_WHAT YOU HAVE TO DO_.
Select every line in the items below that contains the string "target", and copy those lines. Matching is case-sensitive.

Labeled contour entries
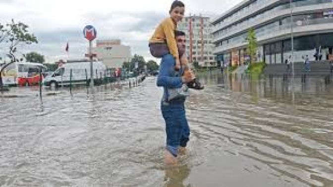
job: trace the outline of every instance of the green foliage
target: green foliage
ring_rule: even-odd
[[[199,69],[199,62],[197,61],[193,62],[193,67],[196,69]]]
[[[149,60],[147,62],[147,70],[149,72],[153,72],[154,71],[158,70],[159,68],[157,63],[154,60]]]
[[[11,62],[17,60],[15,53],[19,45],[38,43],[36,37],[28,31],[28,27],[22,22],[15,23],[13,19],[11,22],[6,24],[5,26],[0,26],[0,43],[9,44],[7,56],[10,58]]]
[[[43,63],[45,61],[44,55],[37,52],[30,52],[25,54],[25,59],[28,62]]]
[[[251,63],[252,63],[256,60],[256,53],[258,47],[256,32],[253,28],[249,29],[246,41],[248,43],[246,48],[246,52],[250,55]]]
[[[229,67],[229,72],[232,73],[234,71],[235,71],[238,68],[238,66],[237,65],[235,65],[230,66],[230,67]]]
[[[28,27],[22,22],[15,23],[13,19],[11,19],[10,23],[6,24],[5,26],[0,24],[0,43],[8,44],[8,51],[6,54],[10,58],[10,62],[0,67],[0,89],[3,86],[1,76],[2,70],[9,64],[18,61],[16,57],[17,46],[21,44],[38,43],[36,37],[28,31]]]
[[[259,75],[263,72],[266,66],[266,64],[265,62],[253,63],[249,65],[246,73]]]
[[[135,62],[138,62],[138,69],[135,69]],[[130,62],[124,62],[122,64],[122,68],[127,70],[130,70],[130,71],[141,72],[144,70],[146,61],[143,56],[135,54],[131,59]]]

==

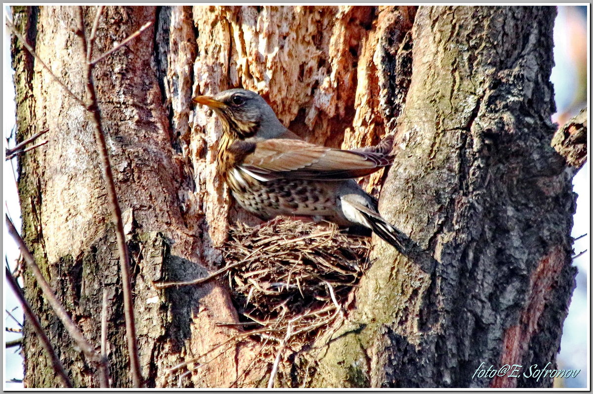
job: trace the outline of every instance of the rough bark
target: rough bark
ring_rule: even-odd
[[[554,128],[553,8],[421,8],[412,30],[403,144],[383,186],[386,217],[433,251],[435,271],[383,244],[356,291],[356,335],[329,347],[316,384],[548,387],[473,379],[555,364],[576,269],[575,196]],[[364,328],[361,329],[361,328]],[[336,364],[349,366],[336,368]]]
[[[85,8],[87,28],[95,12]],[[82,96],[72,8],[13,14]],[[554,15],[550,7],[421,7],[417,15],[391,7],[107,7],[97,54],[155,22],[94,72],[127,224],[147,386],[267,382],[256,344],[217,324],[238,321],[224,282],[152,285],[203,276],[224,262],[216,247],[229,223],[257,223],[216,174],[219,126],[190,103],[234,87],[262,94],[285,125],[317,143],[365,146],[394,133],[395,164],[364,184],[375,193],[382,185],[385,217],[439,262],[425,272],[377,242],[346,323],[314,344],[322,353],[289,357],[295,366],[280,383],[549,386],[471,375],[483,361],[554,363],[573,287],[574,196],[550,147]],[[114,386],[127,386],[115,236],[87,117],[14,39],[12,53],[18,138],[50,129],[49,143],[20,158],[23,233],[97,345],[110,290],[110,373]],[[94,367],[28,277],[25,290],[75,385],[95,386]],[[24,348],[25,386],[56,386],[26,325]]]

--

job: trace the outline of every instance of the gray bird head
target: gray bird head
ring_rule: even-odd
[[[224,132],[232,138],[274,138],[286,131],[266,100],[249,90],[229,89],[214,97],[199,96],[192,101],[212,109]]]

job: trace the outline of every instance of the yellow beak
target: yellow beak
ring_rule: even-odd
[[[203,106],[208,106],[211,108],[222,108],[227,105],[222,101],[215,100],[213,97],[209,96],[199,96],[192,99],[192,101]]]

_EXERCISE RESULT_.
target: green foliage
target: rough bark
target: gray bird head
target: yellow beak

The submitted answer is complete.